### PASSAGE SHOWN
★ ★ ★ ★
Its all the rage in NY and has now spread to Los Angeles because, duh. If there is any home for useless spa/beauty/health treatments, it’s LA. There is one place in SF that offers this service, Radiant Moon Medicine in PacHeights, if you are so inclined. 

Vsteam Spa


Vsteam with a buddy!! WTF?

Gwennie’s baby shooter was placed above a wooden toilet hole where a hot, mixture of herbs wafted holistic steam onto her vajayjay. 30 minutes later and $50 poorer she left the spa feeling vaginally lifted and cleansed.

 “You sit on what is essentially a mini-throne, and a combination of infrared and mugwort steam cleanses your uterus, et al. It is an energetic release—not just a steam douche—that balances female hormone levels. If you’re in LA, you have to do it.” – Gwenie P. on Goop

You shall not pass!

Now I’m not an OBGYN but I am pretty damn sure that steam can’t get into my uterus by just hovering over a warm stew pot. Gwennie darling…do you know your own biology? First you have the vagina – it is a canal that connects the utuerus to the outside of the body. Hell, even guys have trouble finding this area sometimes. Then there’s the cervix that connects the vagina and the uterus. Its basically a muscle that works as a door guy for Club Fetus. Steam cannot find its way into your uterus through the vagina and past all the floopy labia without a strong outside force making it happen (read super happy penis or douche nozzle).

SIDE NOTE: Don’t force steam into your vag and for that matter stay away from douching, too. OBGYNs generally agree that its bad for you and messes with your internal fem-chemistry.

This is just a steam bath for your labia with some creepy sounding herbs added to make it sound holistic. The main ingredients in the spa treatment are Mugwort and Wormwood. Read this description and tell me you actually want that near your crotchal region. Look ladies, it does not balance your hormone levels despite what some waify A-Lister or fancy spa menu says.
★ ★ ★ ★
(Stored data entries)
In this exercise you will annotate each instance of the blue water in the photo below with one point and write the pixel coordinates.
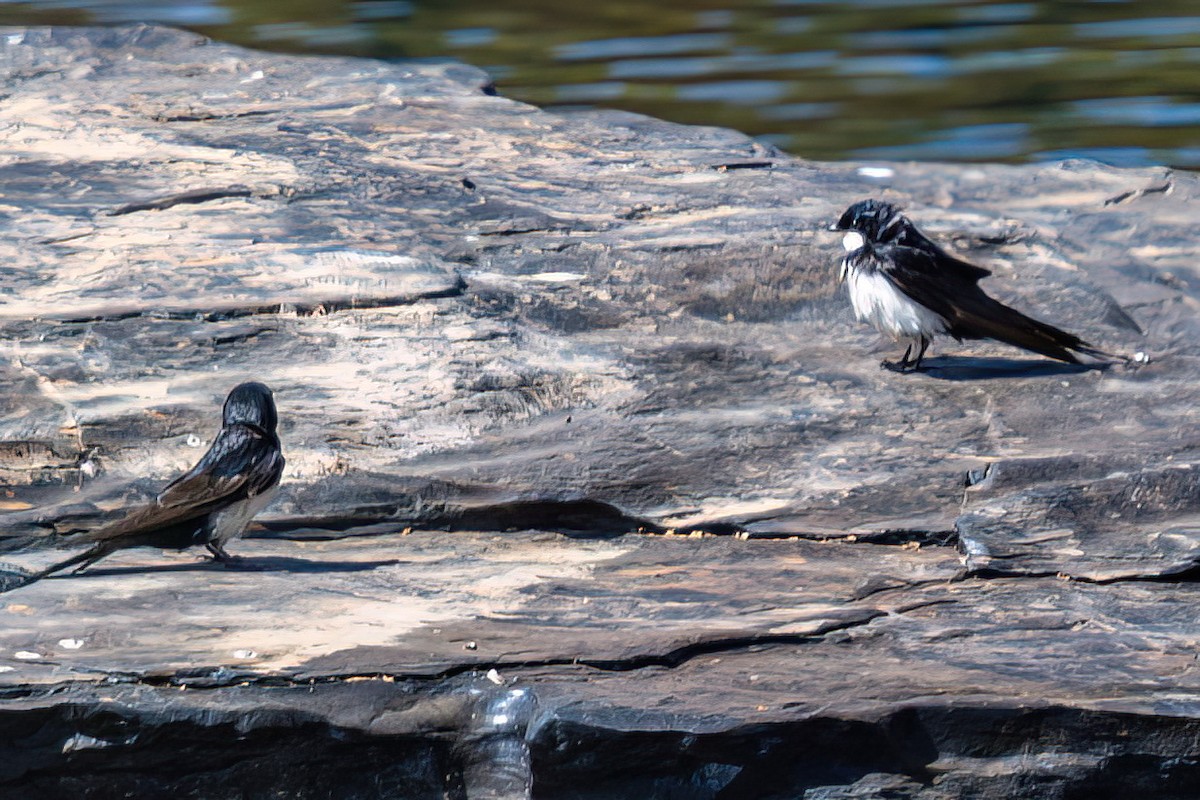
(951, 80)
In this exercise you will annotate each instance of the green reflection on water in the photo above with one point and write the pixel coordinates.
(870, 78)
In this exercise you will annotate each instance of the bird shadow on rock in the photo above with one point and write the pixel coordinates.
(948, 367)
(258, 564)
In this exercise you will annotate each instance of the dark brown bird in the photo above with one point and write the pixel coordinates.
(911, 289)
(214, 501)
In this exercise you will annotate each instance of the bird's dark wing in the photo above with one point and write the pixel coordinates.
(970, 313)
(912, 239)
(243, 461)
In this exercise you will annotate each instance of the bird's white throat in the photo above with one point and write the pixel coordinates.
(852, 241)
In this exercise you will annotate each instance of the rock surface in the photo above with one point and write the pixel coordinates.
(595, 488)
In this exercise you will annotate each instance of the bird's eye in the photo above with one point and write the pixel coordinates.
(852, 241)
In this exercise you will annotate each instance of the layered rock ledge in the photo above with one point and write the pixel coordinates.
(595, 488)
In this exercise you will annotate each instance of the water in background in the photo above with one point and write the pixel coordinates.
(949, 80)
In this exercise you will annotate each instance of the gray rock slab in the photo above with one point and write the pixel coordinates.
(562, 350)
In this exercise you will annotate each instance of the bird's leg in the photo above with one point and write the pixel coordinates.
(219, 553)
(903, 365)
(921, 353)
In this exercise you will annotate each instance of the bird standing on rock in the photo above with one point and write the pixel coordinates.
(911, 289)
(214, 501)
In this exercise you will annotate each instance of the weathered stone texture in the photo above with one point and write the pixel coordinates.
(526, 337)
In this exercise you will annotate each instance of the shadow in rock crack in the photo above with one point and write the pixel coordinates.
(947, 367)
(257, 564)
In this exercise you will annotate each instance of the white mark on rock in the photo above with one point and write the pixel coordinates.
(556, 277)
(83, 741)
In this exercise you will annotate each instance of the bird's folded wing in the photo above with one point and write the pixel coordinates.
(239, 463)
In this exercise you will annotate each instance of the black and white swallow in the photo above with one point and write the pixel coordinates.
(214, 501)
(912, 290)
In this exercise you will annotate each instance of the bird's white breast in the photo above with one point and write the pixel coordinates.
(877, 301)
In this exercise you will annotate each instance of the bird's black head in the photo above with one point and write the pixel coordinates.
(251, 403)
(873, 218)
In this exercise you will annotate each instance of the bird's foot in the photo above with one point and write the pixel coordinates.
(903, 367)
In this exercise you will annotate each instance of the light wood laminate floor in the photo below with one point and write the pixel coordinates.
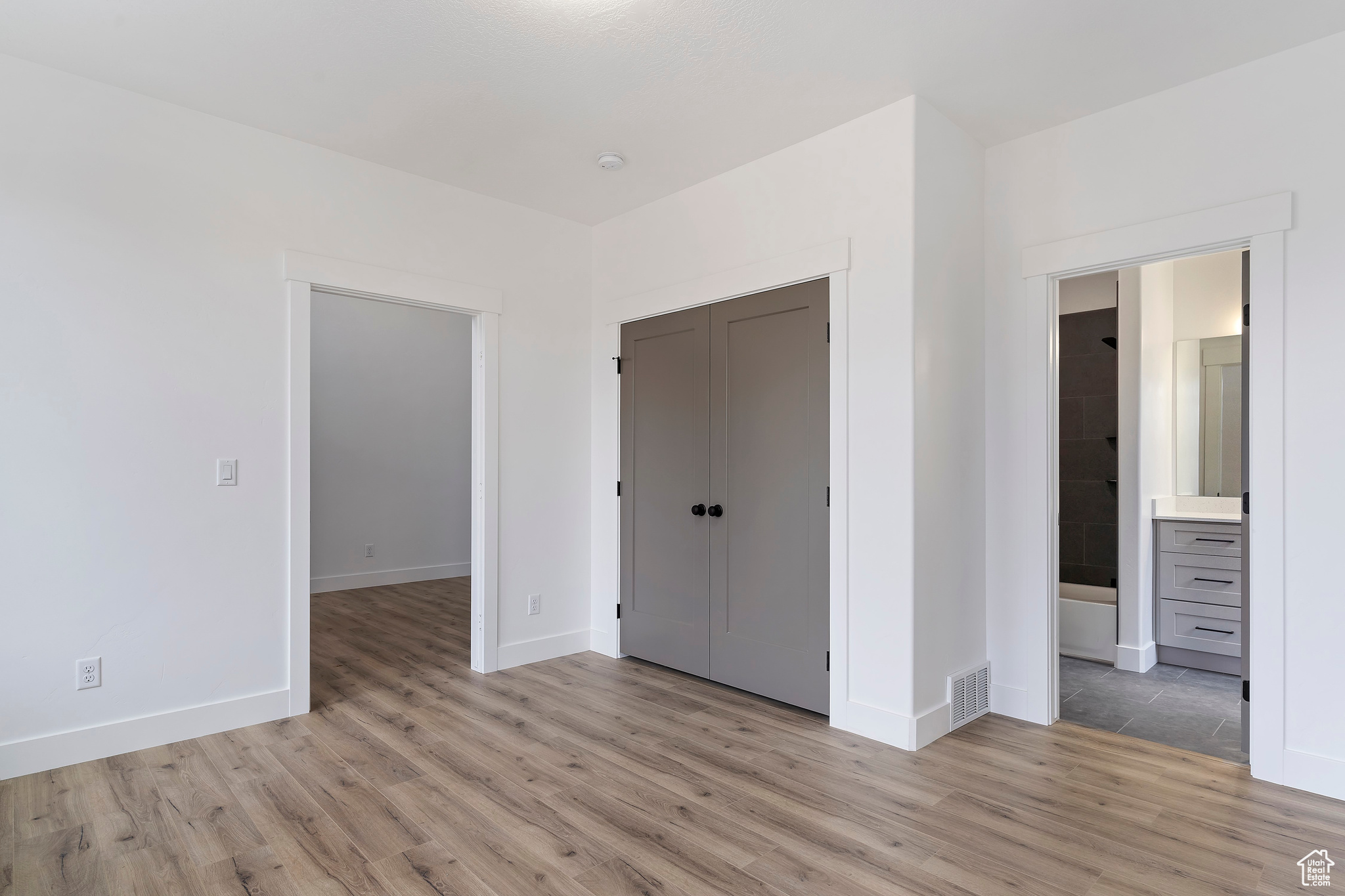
(596, 777)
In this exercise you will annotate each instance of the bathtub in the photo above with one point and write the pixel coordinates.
(1088, 622)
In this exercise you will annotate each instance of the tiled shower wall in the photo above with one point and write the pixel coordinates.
(1088, 448)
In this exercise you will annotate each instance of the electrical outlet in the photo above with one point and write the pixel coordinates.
(89, 673)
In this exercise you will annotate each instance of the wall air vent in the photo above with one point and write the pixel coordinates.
(969, 695)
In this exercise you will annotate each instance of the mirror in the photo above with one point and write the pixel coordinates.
(1208, 399)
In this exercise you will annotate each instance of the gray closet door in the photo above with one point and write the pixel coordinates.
(768, 472)
(665, 472)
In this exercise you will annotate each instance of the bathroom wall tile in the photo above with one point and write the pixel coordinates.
(1087, 459)
(1087, 503)
(1088, 375)
(1072, 418)
(1101, 417)
(1099, 544)
(1072, 542)
(1082, 333)
(1083, 574)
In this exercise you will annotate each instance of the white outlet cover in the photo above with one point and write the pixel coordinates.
(89, 673)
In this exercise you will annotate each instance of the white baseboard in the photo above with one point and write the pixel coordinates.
(1009, 702)
(880, 725)
(1137, 658)
(1317, 774)
(386, 576)
(558, 645)
(66, 748)
(606, 643)
(893, 729)
(931, 726)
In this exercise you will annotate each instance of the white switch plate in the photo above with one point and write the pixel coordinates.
(89, 673)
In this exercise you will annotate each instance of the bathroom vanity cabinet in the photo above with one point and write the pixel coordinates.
(1199, 594)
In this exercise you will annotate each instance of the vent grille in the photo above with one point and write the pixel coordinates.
(969, 695)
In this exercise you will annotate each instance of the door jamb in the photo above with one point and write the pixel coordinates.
(1259, 224)
(303, 276)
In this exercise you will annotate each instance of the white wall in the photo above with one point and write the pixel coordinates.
(1208, 296)
(853, 182)
(391, 442)
(1087, 293)
(1264, 128)
(950, 598)
(144, 335)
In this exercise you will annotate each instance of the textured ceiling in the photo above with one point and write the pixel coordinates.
(514, 98)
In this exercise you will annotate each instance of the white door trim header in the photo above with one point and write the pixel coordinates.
(1191, 234)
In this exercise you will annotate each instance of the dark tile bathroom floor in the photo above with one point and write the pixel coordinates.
(1188, 708)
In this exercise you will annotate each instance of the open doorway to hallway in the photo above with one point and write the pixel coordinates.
(1152, 542)
(390, 469)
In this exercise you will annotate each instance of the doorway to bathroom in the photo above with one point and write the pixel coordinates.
(1152, 463)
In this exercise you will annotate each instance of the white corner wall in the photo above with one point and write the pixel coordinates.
(144, 335)
(1208, 296)
(857, 183)
(1254, 131)
(950, 508)
(391, 442)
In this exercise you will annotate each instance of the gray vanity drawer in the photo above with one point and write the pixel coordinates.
(1204, 580)
(1224, 540)
(1200, 626)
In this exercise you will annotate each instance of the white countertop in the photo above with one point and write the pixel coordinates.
(1193, 508)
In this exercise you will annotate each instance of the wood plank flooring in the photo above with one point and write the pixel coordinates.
(598, 777)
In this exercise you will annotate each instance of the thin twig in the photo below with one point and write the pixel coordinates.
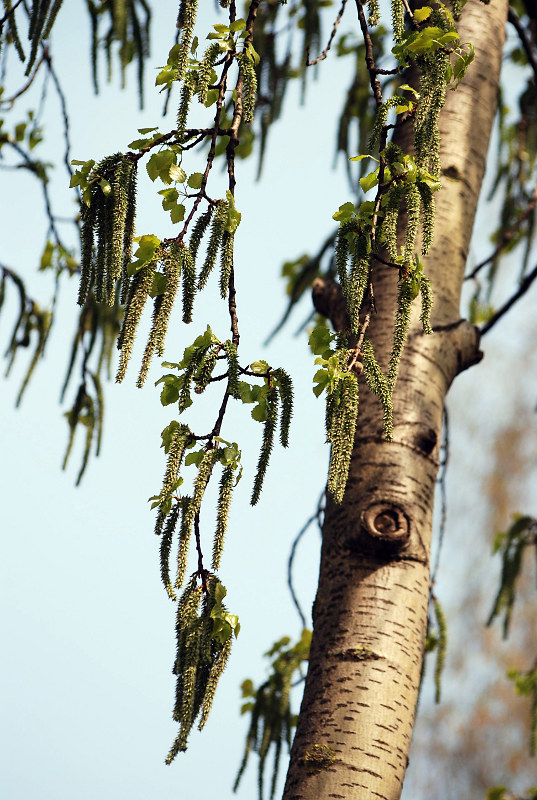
(512, 17)
(522, 289)
(332, 35)
(441, 481)
(8, 14)
(316, 516)
(8, 101)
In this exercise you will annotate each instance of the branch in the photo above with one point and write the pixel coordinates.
(522, 289)
(523, 36)
(332, 35)
(8, 14)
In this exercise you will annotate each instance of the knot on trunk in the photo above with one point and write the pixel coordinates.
(386, 522)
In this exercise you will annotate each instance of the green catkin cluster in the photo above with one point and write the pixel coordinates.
(271, 720)
(413, 207)
(378, 384)
(187, 90)
(227, 482)
(165, 548)
(427, 216)
(205, 70)
(31, 319)
(226, 263)
(398, 19)
(402, 323)
(185, 531)
(441, 648)
(233, 369)
(341, 252)
(188, 273)
(186, 21)
(200, 660)
(215, 242)
(12, 29)
(88, 412)
(196, 369)
(180, 438)
(426, 304)
(249, 88)
(198, 231)
(357, 282)
(109, 218)
(285, 390)
(140, 287)
(267, 443)
(342, 411)
(162, 309)
(391, 216)
(373, 15)
(43, 16)
(204, 372)
(129, 24)
(190, 507)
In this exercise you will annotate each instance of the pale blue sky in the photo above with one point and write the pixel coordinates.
(86, 684)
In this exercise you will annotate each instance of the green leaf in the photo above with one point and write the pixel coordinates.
(259, 412)
(344, 212)
(177, 213)
(245, 391)
(238, 25)
(322, 379)
(260, 367)
(195, 180)
(169, 394)
(158, 285)
(177, 174)
(320, 340)
(359, 158)
(159, 165)
(194, 458)
(422, 13)
(369, 181)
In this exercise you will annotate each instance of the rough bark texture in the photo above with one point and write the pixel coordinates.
(370, 614)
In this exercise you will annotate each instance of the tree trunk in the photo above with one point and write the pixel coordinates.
(370, 613)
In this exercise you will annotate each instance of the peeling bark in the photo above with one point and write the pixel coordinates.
(370, 613)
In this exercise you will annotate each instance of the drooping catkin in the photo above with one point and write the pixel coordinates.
(185, 531)
(378, 384)
(249, 88)
(213, 245)
(413, 206)
(343, 424)
(186, 21)
(139, 290)
(341, 253)
(227, 481)
(120, 190)
(165, 548)
(285, 389)
(188, 274)
(402, 323)
(226, 263)
(426, 304)
(163, 305)
(233, 369)
(107, 228)
(198, 231)
(206, 68)
(267, 443)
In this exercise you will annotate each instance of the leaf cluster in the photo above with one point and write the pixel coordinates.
★ ★ ★ ★
### WHAT NEEDS TO BE DONE
Please output the vaginal steaming post again in full, word for word.

### ANSWER TO THIS TASK
Its all the rage in NY and has now spread to Los Angeles because, duh. If there is any home for useless spa/beauty/health treatments, it’s LA. There is one place in SF that offers this service, Radiant Moon Medicine in PacHeights, if you are so inclined. 

Vsteam Spa


Vsteam with a buddy!! WTF?

Gwennie’s baby shooter was placed above a wooden toilet hole where a hot, mixture of herbs wafted holistic steam onto her vajayjay. 30 minutes later and $50 poorer she left the spa feeling vaginally lifted and cleansed.

 “You sit on what is essentially a mini-throne, and a combination of infrared and mugwort steam cleanses your uterus, et al. It is an energetic release—not just a steam douche—that balances female hormone levels. If you’re in LA, you have to do it.” – Gwenie P. on Goop

You shall not pass!

Now I’m not an OBGYN but I am pretty damn sure that steam can’t get into my uterus by just hovering over a warm stew pot. Gwennie darling…do you know your own biology? First you have the vagina – it is a canal that connects the utuerus to the outside of the body. Hell, even guys have trouble finding this area sometimes. Then there’s the cervix that connects the vagina and the uterus. Its basically a muscle that works as a door guy for Club Fetus. Steam cannot find its way into your uterus through the vagina and past all the floopy labia without a strong outside force making it happen (read super happy penis or douche nozzle).

SIDE NOTE: Don’t force steam into your vag and for that matter stay away from douching, too. OBGYNs generally agree that its bad for you and messes with your internal fem-chemistry.

This is just a steam bath for your labia with some creepy sounding herbs added to make it sound holistic. The main ingredients in the spa treatment are Mugwort and Wormwood. Read this description and tell me you actually want that near your crotchal region. Look ladies, it does not balance your hormone levels despite what some waify A-Lister or fancy spa menu says.